Document text:
■ ■ ■ ■
Adolescence
In their second attempt to take Vienna in 1683, the Ottomans faced a crushing defeat that crippled their army. The Holy Roman Emperor Leopold I saw a great opportunity to counter-strike and take back Buda and its sister city, Pest.
An army of about 80.000 men led by the Viennese Charles V, Duke of Lorraine set out to capture the former Hungarian Capital. In September of 1684, after a siege of 109 days and the loss of nearly 30.000 men the Imperial army retreated amid poor weather, disease epidemics, and low morale.
Just two years after the unsuccessful attack, an almost pan-European army (it included German, Hungarian, Croat, Dutch, English, Spanish, Czech, Italian, French, Burgundian, Danish, Swedish, and other European soldiers) assembled with the aid of Pope Innocent XI (hence its name Holy League) would return to Buda determined to take the city from the Turks.
In June 1686, the Christian army, led once again by Charles V, Duke of Lorraine began the siege. More than 70.000 soldiers (some estimations elevate the number to 100.000) unleashed a tsunami of cannon bombs and artillery fire against the 7 to 8 thousand men of the Ottoman garrison, that defended the city, with the hope of 50.000 troops that would supposedly come to their aid.
The relief army never managed to break the blockade. In the first days of September after 78 days of siege and a series of unsuccessful attacks, the city and the castle which had been almost reduced to ashes, finally fell into the hands of Christians who managed to breach the northern wall, after 145 years of Turkish occupation.
Religion had no place in what followed after the long-anticipated conquest. Thousands of Turks as well as Jews, men women, and children paid with their lives the year-long hatred against the Ottomans and the bitterness for the many lives of comrades that had been lost in the fights against them in the past.
All mosques, minarets, and synagogues were burnt down or destroyed while the heathens who were spared after the intervention of the Duke of Lorraine, were expelled from the city, sold as slaves, or held for ransom. Most of the Hungarian lands were retrieved until 1699 with the Treaty of Karlowitz, which ended the Austro-Ottoman war, resulting in the complete restoration of the territories of the Kingdom of Hungary in 1718 and its incorporation into the Habsburg Empire.
■ ■ ■ ■
Records supplied:
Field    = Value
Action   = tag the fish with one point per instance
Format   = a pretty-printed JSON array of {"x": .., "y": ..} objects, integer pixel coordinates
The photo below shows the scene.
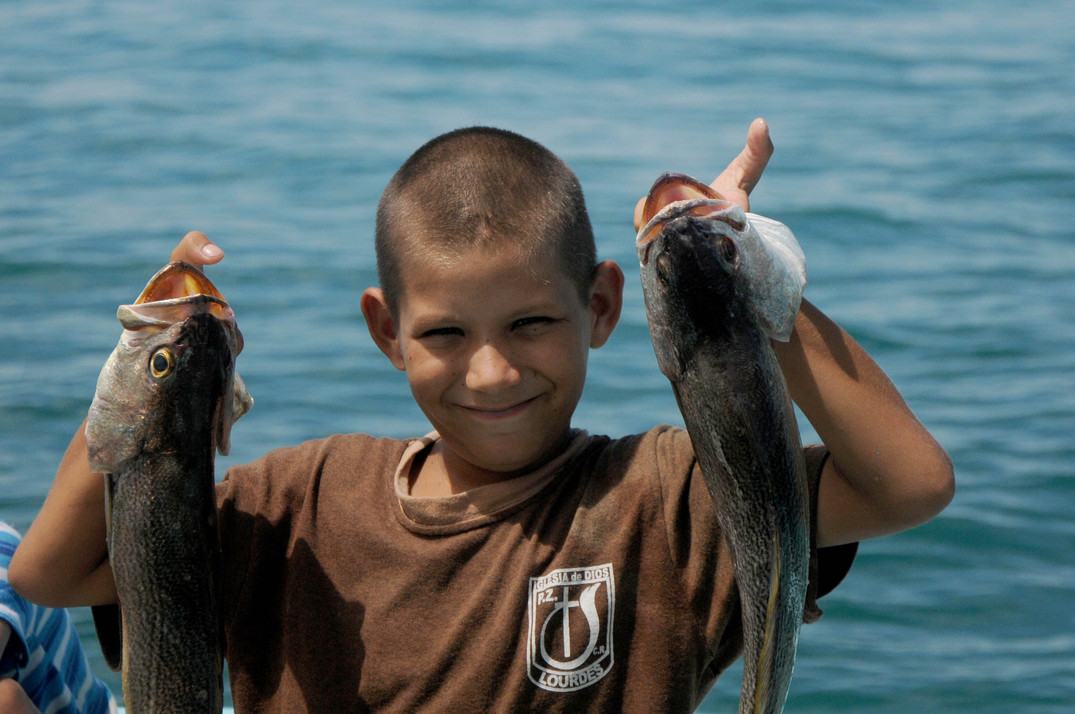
[
  {"x": 166, "y": 400},
  {"x": 718, "y": 285}
]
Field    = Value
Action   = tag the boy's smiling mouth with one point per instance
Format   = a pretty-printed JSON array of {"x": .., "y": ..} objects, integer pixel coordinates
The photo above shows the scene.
[{"x": 492, "y": 412}]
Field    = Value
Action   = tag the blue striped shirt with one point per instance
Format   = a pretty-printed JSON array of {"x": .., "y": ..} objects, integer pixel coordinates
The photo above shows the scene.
[{"x": 44, "y": 653}]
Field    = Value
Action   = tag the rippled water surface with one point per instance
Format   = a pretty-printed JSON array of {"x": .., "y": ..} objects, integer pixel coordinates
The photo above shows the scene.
[{"x": 926, "y": 160}]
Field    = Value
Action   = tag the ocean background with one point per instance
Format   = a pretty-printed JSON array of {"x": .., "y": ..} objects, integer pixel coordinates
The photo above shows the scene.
[{"x": 925, "y": 158}]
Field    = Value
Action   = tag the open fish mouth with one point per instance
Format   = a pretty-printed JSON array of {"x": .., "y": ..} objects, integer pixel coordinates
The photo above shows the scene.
[
  {"x": 177, "y": 291},
  {"x": 676, "y": 196}
]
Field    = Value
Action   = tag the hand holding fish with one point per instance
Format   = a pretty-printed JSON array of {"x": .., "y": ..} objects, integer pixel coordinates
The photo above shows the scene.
[
  {"x": 197, "y": 250},
  {"x": 736, "y": 182}
]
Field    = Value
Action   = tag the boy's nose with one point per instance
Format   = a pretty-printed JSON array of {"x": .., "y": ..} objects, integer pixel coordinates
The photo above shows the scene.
[{"x": 490, "y": 368}]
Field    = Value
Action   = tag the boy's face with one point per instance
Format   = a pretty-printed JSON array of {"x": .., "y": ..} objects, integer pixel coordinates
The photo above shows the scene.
[{"x": 495, "y": 348}]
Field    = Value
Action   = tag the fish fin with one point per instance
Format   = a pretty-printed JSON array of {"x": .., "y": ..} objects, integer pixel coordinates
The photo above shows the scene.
[
  {"x": 778, "y": 310},
  {"x": 110, "y": 632},
  {"x": 232, "y": 405},
  {"x": 768, "y": 655}
]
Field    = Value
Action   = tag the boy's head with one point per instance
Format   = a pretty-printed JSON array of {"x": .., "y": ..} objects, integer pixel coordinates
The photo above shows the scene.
[{"x": 481, "y": 187}]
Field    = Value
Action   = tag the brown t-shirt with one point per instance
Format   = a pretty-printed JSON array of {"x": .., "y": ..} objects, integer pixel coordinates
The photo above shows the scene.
[{"x": 600, "y": 583}]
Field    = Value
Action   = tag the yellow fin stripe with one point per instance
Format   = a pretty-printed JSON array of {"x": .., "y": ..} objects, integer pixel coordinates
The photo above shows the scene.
[{"x": 765, "y": 657}]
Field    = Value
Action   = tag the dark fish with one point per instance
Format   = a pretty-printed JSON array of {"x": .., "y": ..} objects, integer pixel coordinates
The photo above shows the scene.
[
  {"x": 716, "y": 293},
  {"x": 166, "y": 400}
]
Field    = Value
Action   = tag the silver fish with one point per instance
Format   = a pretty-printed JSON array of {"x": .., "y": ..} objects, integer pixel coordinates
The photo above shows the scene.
[
  {"x": 716, "y": 293},
  {"x": 166, "y": 400}
]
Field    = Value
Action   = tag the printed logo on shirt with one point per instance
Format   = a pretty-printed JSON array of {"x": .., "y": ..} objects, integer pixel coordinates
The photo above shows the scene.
[{"x": 570, "y": 627}]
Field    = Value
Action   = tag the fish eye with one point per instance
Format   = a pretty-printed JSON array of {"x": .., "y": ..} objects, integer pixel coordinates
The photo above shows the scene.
[
  {"x": 161, "y": 362},
  {"x": 663, "y": 265},
  {"x": 728, "y": 250}
]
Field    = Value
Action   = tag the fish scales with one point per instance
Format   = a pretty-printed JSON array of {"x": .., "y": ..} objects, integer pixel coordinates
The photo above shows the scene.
[
  {"x": 711, "y": 328},
  {"x": 165, "y": 402}
]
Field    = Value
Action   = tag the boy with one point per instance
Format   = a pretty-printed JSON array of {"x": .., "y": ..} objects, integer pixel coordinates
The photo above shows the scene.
[{"x": 506, "y": 561}]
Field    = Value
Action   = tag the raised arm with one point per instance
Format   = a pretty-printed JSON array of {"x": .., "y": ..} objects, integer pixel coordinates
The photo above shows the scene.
[
  {"x": 62, "y": 559},
  {"x": 886, "y": 472}
]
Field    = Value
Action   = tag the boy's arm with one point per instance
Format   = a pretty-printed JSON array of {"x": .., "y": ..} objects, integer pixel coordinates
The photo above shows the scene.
[
  {"x": 886, "y": 472},
  {"x": 62, "y": 559}
]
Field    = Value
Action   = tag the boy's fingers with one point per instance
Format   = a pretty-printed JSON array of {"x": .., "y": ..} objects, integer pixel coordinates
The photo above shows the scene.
[
  {"x": 197, "y": 250},
  {"x": 736, "y": 182}
]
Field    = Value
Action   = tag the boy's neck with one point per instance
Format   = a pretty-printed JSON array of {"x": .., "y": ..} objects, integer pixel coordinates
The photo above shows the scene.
[{"x": 435, "y": 473}]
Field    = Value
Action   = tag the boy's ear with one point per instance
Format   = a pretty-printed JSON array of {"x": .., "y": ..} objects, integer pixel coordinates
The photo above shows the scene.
[
  {"x": 606, "y": 300},
  {"x": 382, "y": 326}
]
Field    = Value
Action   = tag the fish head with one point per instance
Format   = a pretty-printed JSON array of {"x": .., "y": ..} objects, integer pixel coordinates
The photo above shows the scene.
[
  {"x": 704, "y": 261},
  {"x": 690, "y": 256},
  {"x": 171, "y": 377}
]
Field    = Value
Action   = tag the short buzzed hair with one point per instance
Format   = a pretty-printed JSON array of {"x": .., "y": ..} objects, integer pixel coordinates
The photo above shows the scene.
[{"x": 483, "y": 186}]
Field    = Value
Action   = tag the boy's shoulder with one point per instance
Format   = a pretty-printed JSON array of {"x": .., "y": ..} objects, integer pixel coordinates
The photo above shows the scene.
[{"x": 347, "y": 456}]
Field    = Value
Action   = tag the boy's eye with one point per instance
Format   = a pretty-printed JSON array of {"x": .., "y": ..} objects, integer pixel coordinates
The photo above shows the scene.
[
  {"x": 532, "y": 323},
  {"x": 441, "y": 332}
]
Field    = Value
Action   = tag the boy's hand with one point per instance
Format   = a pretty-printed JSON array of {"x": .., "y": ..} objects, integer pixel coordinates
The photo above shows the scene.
[
  {"x": 197, "y": 250},
  {"x": 736, "y": 182}
]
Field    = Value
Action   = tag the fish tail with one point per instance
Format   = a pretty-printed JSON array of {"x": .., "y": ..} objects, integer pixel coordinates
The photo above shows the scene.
[{"x": 768, "y": 655}]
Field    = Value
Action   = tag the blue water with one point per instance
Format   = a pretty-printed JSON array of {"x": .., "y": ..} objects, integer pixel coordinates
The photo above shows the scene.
[{"x": 926, "y": 159}]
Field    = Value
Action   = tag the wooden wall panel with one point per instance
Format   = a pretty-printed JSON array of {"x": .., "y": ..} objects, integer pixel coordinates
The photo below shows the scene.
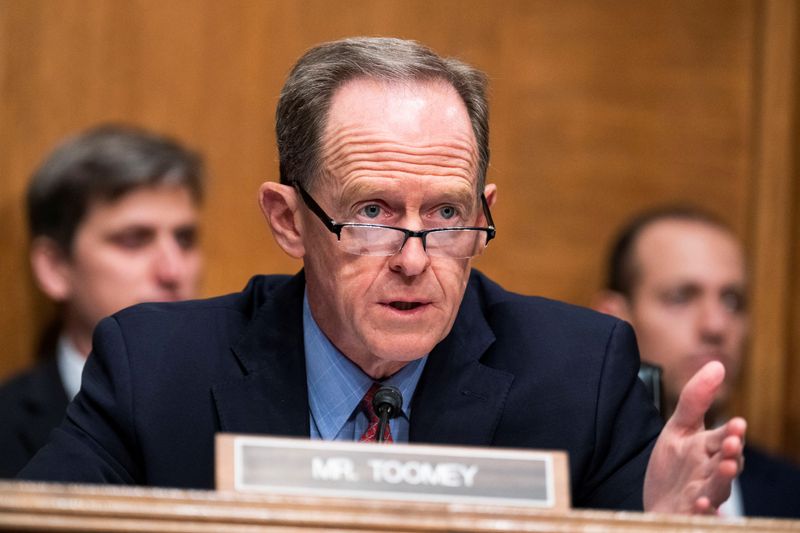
[{"x": 599, "y": 109}]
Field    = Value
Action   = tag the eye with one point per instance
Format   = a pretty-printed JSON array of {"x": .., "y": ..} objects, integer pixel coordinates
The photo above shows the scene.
[
  {"x": 186, "y": 237},
  {"x": 734, "y": 301},
  {"x": 371, "y": 210},
  {"x": 133, "y": 238},
  {"x": 447, "y": 212}
]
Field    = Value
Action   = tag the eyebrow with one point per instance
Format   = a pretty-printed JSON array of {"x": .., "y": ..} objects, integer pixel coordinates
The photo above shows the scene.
[{"x": 461, "y": 196}]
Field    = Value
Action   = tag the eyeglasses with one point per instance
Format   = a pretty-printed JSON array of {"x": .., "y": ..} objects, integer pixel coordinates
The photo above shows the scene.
[{"x": 377, "y": 239}]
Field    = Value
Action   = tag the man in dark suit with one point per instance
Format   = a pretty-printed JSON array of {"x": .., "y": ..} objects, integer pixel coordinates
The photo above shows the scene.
[
  {"x": 678, "y": 275},
  {"x": 113, "y": 217},
  {"x": 383, "y": 156}
]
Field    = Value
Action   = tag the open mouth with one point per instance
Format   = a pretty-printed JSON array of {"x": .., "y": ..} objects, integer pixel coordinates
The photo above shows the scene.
[{"x": 405, "y": 306}]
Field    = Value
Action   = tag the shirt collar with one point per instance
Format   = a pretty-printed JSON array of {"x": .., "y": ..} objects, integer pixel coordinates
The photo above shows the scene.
[
  {"x": 336, "y": 385},
  {"x": 70, "y": 366}
]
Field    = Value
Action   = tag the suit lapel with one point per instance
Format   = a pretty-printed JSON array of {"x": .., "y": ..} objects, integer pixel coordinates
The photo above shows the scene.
[
  {"x": 458, "y": 399},
  {"x": 271, "y": 397}
]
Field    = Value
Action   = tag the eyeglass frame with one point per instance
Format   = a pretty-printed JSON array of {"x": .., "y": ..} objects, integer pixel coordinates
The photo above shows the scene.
[{"x": 336, "y": 227}]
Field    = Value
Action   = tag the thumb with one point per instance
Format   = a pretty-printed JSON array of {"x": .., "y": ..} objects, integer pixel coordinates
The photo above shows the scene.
[{"x": 698, "y": 395}]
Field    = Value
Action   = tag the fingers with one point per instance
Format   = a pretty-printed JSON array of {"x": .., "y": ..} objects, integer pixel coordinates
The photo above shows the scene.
[
  {"x": 697, "y": 396},
  {"x": 702, "y": 505}
]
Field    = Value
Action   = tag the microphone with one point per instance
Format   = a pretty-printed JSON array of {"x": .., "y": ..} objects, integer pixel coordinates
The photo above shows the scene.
[{"x": 387, "y": 403}]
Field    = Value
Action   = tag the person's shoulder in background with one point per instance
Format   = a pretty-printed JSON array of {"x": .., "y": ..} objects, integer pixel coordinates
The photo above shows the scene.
[
  {"x": 32, "y": 403},
  {"x": 770, "y": 485}
]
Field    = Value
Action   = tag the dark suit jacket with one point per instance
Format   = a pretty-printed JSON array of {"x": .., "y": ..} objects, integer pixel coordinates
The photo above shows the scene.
[
  {"x": 770, "y": 486},
  {"x": 31, "y": 405},
  {"x": 514, "y": 371}
]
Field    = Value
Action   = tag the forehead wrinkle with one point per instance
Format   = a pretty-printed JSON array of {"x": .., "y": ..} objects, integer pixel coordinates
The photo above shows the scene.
[{"x": 347, "y": 148}]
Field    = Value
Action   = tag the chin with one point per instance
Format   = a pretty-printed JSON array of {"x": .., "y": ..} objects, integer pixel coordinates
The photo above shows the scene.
[{"x": 403, "y": 349}]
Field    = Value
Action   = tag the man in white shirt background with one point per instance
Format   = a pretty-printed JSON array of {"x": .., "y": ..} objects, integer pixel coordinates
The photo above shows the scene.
[
  {"x": 113, "y": 220},
  {"x": 679, "y": 276}
]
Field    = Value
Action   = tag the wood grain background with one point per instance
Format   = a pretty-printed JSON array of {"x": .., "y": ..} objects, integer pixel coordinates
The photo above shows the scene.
[{"x": 599, "y": 109}]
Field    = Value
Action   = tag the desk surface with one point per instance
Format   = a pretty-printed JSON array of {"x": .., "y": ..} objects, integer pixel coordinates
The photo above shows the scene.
[{"x": 57, "y": 507}]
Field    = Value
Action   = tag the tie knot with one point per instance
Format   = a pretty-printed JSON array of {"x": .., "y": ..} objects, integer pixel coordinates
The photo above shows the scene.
[
  {"x": 366, "y": 402},
  {"x": 371, "y": 433}
]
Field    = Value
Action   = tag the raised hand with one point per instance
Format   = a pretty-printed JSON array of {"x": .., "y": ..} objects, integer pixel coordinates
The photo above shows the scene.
[{"x": 691, "y": 468}]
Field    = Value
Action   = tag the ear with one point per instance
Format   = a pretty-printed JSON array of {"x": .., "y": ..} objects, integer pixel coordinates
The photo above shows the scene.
[
  {"x": 612, "y": 303},
  {"x": 279, "y": 204},
  {"x": 490, "y": 192},
  {"x": 51, "y": 268}
]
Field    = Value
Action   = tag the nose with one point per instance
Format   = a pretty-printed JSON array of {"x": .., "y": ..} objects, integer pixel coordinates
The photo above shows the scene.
[
  {"x": 169, "y": 265},
  {"x": 411, "y": 260},
  {"x": 713, "y": 321}
]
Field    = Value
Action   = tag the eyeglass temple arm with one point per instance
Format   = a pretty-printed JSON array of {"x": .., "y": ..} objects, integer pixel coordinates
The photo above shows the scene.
[
  {"x": 317, "y": 210},
  {"x": 488, "y": 214}
]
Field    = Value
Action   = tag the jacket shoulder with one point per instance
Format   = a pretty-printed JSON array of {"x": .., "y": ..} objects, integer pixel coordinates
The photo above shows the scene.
[{"x": 536, "y": 311}]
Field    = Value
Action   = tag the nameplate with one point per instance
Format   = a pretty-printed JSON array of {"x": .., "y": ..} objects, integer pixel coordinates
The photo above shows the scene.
[{"x": 486, "y": 476}]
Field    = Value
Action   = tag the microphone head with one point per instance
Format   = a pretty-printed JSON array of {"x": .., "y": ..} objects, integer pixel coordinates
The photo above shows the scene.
[{"x": 388, "y": 398}]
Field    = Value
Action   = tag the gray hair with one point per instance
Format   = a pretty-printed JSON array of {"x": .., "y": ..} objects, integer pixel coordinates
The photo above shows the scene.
[
  {"x": 104, "y": 164},
  {"x": 306, "y": 96}
]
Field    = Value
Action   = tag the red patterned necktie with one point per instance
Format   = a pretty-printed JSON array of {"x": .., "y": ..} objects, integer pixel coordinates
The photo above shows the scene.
[{"x": 371, "y": 434}]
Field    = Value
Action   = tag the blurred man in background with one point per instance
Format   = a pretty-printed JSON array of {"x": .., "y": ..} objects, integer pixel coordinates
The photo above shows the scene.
[
  {"x": 113, "y": 218},
  {"x": 678, "y": 275}
]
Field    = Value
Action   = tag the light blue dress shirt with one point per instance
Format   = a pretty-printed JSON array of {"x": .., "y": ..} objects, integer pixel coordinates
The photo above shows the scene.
[{"x": 336, "y": 386}]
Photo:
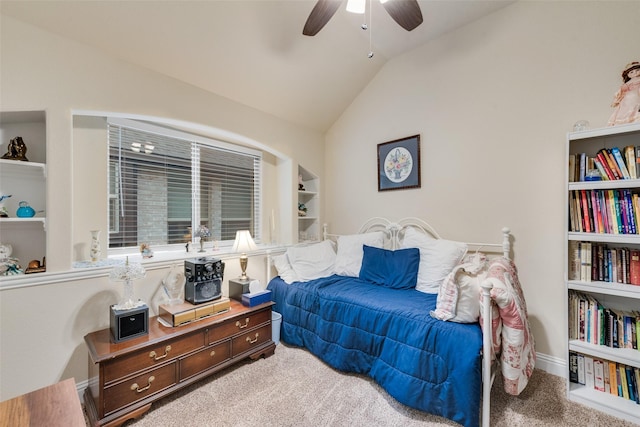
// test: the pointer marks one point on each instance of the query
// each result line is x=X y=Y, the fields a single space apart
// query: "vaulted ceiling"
x=252 y=51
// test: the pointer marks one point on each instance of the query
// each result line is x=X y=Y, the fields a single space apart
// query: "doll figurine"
x=627 y=100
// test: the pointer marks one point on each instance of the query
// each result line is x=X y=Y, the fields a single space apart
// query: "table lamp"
x=243 y=244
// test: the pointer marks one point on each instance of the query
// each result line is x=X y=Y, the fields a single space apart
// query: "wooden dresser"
x=57 y=405
x=127 y=377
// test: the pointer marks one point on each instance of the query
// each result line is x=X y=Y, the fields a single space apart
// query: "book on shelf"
x=573 y=366
x=598 y=375
x=620 y=163
x=589 y=379
x=630 y=158
x=607 y=376
x=611 y=163
x=623 y=380
x=581 y=368
x=594 y=322
x=613 y=378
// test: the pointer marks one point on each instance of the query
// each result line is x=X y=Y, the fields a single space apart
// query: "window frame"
x=188 y=137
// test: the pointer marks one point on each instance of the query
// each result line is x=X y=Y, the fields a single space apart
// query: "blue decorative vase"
x=25 y=211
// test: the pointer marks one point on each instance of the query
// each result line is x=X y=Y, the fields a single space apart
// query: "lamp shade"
x=244 y=242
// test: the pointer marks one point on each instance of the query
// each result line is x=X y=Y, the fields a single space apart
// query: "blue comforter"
x=388 y=334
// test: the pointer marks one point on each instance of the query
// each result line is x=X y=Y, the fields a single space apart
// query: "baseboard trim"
x=551 y=364
x=80 y=387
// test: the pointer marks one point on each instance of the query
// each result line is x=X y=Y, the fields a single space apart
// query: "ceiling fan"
x=405 y=12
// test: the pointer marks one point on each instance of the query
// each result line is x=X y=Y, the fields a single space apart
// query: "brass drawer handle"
x=137 y=388
x=241 y=326
x=250 y=341
x=154 y=356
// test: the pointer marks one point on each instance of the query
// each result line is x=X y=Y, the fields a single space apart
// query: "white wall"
■ ■ ■ ■
Check your understanding:
1 > According to the text on the sieges of Buda, how many days did the 1686 siege last before the city fell?
2 > Reproduce the part of the text on the sieges of Buda that opens with the words containing "Religion had no" and closes with "the Habsburg Empire.".
The lines have no connection to the text on the sieges of Buda.

Answer section:
1 > The siege lasted 78 days.

2 >
Religion had no place in what followed after the long-anticipated conquest. Thousands of Turks as well as Jews, men women, and children paid with their lives the year-long hatred against the Ottomans and the bitterness for the many lives of comrades that had been lost in the fights against them in the past.
All mosques, minarets, and synagogues were burnt down or destroyed while the heathens who were spared after the intervention of the Duke of Lorraine, were expelled from the city, sold as slaves, or held for ransom. Most of the Hungarian lands were retrieved until 1699 with the Treaty of Karlowitz, which ended the Austro-Ottoman war, resulting in the complete restoration of the territories of the Kingdom of Hungary in 1718 and its incorporation into the Habsburg Empire.